_Exercise instructions_: Exactly as written, repeat all of the records below.

_Information provided_:
BEGIN
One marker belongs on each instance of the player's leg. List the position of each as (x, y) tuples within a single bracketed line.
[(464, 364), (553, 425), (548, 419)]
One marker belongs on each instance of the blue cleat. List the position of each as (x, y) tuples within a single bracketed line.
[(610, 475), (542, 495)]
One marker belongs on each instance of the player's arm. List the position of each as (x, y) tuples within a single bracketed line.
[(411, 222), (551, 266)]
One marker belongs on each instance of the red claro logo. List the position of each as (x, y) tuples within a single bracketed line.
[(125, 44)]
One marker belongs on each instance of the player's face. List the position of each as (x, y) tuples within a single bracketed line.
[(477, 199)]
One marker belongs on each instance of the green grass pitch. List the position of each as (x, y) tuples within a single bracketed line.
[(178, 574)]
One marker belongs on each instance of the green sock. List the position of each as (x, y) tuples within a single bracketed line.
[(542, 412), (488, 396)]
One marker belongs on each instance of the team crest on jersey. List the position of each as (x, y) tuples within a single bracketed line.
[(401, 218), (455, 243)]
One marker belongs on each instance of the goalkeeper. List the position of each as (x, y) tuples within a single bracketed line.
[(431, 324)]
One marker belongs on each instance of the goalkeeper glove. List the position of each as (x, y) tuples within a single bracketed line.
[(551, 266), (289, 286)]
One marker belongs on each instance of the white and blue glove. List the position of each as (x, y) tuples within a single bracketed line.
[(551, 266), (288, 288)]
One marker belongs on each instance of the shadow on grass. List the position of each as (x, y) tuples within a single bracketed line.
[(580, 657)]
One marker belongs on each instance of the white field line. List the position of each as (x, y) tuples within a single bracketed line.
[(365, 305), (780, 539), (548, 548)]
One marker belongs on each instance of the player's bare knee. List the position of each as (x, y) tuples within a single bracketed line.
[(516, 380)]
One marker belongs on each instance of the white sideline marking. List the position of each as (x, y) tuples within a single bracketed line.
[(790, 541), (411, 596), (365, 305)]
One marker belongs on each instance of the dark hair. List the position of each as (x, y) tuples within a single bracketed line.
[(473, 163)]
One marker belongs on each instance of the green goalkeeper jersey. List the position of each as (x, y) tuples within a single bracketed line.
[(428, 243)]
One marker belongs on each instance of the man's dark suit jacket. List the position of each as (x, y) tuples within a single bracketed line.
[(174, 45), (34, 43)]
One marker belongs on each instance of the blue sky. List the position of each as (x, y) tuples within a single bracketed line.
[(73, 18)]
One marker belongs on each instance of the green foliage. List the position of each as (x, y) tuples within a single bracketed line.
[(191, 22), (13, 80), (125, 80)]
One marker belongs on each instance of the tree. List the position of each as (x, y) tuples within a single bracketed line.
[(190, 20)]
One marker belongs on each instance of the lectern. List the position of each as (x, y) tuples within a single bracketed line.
END
_Task result_:
One marker belongs on each instance of the player's leg. List the position of each as (x, y) tuples within a single bracketed line.
[(464, 364), (553, 425), (548, 419)]
One marker belongs on each instance of the blue cleat. List the position of each as (x, y) tuples within a single bracketed line.
[(610, 475), (542, 495)]
One marker belongs on each instance of the player's arm. List the position of each as (x, y) tuples within a single bracketed line.
[(411, 222), (551, 266)]
One marker belongs on each instance of the red claro logo. List the position of each as (x, y) tuples within a single bracketed line.
[(125, 44)]
One marker belongs on each instance of the player's face. List the position of each as (x, y) tuples within a single bracketed line.
[(477, 199)]
One marker belongs on each instance of the green grass pitch. List the position of each as (x, y) tuples within a single bracketed line.
[(178, 574)]
One marker belongs on each instance of the green sock. List the position of each as (x, y) tuples within a single bracketed line.
[(542, 412), (488, 396)]
One marker belongs on each instance of the team crest on jersey. List the position of each as (x, y) tuples within a single bracketed line.
[(401, 218), (455, 243)]
One marker belongs on each instance of the goalkeeper. List the position of each as (x, y) tuples within a single bracketed line.
[(431, 324)]
One marker belongs on each instance of the goalkeeper glove. List the position of each as (x, y) tuples within a single bracketed line.
[(551, 266), (289, 286)]
One marker belongs on each instance of the white and blue glove. List the position of each as (x, y) tuples within a single bracketed line.
[(551, 266), (288, 288)]
One marker belongs on each instance of the shadow on grass. List the position of each as (x, y) tuples within a single bracketed line.
[(580, 657)]
One marker belongs on each instance of the white field line. List the position of each as (x, y) tuples within a single bracketed line.
[(365, 305), (780, 539), (548, 548)]
One marker belongs on each instance of the player's bare knee. List the position of each as (x, y) tuples within a single bracketed line.
[(516, 380)]
One marker belongs on each instance of the white sideline marking. List the position of each as (x, y) tuples within a single bracketed line.
[(790, 541), (411, 596), (365, 305)]
One marker belongs on each instance of the dark hair. List the position of each as (x, y) tuples within a single bracketed line.
[(473, 163)]
One marker belongs on each instance of the green goalkeeper jersey. List the position of each as (x, y) tuples within a single bracketed line.
[(428, 243)]
One marker belongs on each instance of the man's dark suit jacket. List the position of each as (x, y) tuples within a single bracketed line.
[(174, 45), (34, 43)]
One marker belongs on each instance of the blue sky. List the position of each as (x, y) tuples within a single bracketed line.
[(73, 18)]
One marker belongs on each instance of the green foliage. List the position of each as (x, y) tuples within a single bracketed line.
[(191, 22), (13, 80), (125, 80)]
One marker belongs on each instance of the tree. List the position of each as (x, y) tuples within a single bracketed line.
[(190, 20)]
One marker belongs on each instance of the lectern. List the position of each as (x, y) tuples within a single bracketed line.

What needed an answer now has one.